Point localization data
****

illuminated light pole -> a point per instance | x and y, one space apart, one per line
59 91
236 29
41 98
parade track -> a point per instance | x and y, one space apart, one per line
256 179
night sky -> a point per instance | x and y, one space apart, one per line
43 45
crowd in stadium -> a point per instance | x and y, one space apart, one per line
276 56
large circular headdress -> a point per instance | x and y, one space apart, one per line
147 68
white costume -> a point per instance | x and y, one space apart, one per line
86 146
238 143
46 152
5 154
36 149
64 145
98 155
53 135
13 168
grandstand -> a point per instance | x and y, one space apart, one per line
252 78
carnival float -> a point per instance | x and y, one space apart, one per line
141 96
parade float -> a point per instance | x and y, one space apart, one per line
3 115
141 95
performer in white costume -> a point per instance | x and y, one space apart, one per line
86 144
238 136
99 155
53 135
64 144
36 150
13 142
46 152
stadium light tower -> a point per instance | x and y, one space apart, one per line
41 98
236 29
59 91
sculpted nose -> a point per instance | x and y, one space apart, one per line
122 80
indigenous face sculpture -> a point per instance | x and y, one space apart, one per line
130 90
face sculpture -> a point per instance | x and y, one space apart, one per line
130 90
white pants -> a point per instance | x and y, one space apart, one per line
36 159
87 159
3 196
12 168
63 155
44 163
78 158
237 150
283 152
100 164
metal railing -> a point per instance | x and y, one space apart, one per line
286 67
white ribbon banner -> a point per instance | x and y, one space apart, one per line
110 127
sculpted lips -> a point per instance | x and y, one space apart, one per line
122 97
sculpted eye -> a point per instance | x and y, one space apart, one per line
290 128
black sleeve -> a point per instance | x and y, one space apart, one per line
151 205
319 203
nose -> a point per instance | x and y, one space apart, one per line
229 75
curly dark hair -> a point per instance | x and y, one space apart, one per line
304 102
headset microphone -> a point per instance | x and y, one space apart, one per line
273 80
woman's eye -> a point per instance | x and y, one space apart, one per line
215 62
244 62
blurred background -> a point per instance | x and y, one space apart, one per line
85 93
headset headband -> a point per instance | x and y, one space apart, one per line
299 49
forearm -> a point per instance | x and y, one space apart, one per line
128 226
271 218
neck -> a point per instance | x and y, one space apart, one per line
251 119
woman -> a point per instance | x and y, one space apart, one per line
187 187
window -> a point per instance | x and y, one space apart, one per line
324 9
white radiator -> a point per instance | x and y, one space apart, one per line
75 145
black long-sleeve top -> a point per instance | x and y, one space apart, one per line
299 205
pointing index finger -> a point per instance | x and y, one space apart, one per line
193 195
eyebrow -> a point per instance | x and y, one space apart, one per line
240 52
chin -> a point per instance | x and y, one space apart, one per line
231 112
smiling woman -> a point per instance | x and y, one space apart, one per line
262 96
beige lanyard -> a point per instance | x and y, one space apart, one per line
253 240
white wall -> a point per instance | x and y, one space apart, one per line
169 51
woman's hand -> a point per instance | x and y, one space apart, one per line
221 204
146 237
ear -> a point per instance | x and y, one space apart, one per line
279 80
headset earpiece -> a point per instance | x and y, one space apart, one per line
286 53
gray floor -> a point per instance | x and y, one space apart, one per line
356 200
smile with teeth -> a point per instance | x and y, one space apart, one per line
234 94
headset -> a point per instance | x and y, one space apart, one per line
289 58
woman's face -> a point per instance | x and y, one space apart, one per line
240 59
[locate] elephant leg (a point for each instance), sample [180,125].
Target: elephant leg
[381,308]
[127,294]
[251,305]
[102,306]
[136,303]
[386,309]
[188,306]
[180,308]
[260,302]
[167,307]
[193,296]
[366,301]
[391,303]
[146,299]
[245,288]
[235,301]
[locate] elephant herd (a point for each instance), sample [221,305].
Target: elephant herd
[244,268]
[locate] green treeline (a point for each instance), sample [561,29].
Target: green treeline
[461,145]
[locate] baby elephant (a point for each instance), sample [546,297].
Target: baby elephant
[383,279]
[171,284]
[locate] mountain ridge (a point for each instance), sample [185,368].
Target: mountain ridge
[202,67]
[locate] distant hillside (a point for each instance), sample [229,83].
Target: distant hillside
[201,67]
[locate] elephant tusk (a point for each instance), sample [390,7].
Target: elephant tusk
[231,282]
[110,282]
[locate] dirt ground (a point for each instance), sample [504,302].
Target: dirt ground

****

The problem
After reading the entries above, report the number of lines that include the string "locate". Give no other text.

Answer for the task
8